Text provided below:
Our team of researchers working on SHIRE (Seismogenesis at Hikurangi Integrated Research Experiment) have begun their expedition offshore of New Zealand. They are investigating the feedbacks between plate interface slip behavior, solid and fluid mass fluxes, and manifestations of plate boundary mechanics in the long-term geological record that likely reflect common driving processes linking forearc uplift, sediment transfer and underplating, plate boundary strength, and seismogenesis. The field work onboard will take just over a month and they are chronicling it on their expedition blog.
Here are some highlights so far:
- Launching of 100 Ocean Bottom Seismometers (OBS) with our Japanese counterparts from JAMSTEC. The OBS will help give a picture to how the plate boundary several kilometres beneath us interacts. There was a minor hiccup with some OBS having battery issues but with some teamwork and strength, all were fixed.
End of Text provided.
Data for analysis below:
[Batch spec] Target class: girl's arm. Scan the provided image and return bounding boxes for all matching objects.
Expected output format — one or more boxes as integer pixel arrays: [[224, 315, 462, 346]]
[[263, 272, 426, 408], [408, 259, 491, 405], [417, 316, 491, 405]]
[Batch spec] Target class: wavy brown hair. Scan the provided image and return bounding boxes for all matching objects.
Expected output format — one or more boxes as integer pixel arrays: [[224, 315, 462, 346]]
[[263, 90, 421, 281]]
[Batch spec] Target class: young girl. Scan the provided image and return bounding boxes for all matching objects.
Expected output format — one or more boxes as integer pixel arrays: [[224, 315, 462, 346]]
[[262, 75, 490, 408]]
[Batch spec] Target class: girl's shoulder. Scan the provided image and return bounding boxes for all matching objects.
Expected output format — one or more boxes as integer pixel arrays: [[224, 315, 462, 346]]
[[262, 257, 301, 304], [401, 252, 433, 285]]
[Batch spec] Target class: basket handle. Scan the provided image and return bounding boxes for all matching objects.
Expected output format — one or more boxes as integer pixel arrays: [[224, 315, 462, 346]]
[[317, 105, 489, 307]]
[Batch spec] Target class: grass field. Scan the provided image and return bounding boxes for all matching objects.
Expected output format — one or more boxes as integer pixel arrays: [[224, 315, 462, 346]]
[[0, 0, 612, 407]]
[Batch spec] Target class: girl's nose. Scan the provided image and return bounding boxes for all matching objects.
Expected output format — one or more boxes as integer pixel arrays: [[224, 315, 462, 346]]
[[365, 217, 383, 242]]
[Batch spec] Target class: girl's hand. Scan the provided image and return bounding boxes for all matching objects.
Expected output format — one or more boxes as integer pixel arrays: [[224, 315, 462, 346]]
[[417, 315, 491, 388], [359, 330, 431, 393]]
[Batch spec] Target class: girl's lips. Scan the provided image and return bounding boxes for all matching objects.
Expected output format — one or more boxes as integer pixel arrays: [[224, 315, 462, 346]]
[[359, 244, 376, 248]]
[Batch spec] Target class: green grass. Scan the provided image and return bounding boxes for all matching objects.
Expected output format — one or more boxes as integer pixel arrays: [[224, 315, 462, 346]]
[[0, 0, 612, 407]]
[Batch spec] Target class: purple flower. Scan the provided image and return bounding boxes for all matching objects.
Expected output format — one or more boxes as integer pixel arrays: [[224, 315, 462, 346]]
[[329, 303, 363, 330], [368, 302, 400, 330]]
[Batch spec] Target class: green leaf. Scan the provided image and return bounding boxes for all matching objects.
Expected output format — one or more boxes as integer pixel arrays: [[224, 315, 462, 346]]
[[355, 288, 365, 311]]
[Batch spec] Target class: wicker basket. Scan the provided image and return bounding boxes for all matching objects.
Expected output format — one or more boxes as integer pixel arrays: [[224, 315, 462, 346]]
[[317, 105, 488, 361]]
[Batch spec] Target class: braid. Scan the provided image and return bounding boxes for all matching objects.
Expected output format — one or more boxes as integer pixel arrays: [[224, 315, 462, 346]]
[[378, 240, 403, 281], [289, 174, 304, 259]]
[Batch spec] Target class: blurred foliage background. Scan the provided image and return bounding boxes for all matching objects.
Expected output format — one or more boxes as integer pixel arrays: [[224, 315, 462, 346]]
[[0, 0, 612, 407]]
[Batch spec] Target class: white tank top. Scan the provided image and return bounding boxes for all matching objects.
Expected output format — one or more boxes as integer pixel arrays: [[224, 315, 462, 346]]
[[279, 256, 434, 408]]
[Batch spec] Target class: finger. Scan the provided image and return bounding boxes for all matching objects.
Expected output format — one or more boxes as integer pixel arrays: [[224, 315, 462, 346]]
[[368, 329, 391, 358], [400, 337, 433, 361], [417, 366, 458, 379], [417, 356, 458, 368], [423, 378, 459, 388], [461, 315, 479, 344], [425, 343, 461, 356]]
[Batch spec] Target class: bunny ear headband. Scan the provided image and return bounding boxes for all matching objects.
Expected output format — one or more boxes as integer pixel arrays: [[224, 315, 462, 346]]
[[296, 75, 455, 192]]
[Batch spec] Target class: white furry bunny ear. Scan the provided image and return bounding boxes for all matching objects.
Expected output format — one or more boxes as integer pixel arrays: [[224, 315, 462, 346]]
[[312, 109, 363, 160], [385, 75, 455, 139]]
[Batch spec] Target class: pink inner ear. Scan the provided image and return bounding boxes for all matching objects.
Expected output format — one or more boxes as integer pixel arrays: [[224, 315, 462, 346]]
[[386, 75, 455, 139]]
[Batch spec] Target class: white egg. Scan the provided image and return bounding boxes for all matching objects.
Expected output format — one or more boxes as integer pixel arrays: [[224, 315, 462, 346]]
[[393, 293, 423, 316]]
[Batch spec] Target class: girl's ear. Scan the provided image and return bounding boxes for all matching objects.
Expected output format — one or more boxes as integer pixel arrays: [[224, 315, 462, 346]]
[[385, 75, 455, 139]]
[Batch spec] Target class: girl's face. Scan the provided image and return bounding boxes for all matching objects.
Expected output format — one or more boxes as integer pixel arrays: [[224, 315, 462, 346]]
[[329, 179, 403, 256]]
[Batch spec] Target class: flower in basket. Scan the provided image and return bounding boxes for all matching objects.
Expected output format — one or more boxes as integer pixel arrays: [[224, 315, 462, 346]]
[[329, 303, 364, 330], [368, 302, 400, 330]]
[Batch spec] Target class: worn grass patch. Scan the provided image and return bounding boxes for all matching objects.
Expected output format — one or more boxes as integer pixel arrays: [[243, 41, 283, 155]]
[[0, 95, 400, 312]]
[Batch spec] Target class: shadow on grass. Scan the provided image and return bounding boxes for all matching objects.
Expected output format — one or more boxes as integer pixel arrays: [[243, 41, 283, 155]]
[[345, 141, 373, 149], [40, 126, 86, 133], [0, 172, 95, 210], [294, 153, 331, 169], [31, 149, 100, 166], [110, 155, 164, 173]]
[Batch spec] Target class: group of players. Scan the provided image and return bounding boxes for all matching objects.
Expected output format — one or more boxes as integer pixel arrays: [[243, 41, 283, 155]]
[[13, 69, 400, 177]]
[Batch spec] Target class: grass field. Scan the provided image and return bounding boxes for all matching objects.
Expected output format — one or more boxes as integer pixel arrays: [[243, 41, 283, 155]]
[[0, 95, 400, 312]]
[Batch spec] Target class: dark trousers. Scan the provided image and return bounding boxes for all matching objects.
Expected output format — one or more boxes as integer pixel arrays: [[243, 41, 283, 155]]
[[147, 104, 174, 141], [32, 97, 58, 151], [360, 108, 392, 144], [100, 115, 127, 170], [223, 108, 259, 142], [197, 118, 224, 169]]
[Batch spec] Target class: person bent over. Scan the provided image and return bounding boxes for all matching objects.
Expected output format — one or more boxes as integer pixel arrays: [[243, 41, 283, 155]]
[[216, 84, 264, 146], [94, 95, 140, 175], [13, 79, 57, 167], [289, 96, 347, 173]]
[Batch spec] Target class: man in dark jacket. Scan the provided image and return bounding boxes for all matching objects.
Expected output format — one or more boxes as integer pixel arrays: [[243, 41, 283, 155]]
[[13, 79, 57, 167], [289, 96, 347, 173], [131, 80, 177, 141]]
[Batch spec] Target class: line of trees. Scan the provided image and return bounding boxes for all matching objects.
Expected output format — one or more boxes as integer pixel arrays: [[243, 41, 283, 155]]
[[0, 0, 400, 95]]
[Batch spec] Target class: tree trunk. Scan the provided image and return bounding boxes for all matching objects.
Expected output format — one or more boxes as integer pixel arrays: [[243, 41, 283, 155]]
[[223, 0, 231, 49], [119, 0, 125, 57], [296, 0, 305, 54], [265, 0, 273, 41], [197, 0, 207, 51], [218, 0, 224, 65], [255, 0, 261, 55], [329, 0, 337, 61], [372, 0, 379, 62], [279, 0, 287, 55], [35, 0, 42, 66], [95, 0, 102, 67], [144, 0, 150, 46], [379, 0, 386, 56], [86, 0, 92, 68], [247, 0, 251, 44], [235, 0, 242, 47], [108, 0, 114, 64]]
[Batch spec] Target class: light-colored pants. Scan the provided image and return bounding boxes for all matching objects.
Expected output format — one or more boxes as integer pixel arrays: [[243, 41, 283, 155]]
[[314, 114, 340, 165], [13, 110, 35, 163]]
End of Data for analysis.
◆ **Activity list**:
**a)** According to the text on the SHIRE expedition, how many Ocean Bottom Seismometers were launched?
**b)** Pick up the text on the SHIRE expedition offshore of New Zealand where it stops and keep it going.

◆ **Task responses**:
**a)** 100

**b)**
- Deployment of the Hydrophone Steamer. The hydrophone steamer allows the SHIRE science team to gather seismic reflection data. While it may seem easy to cast the system overboard, it’s made up of many moving parts to ensure that the instruments stay at the same level, which is important to gather the highest quality data.
- Recovering all of those OBS after collecting data. Depending on the depth of the OBS, it can take hours for them to come up to the surface. Once onboard, they download the data and clean the OBS to be refurbished and used again.
The crew is set to complete their expedition ahead of time thanks to good weather and a great crew. We’ll continue to share updates on their journey and research.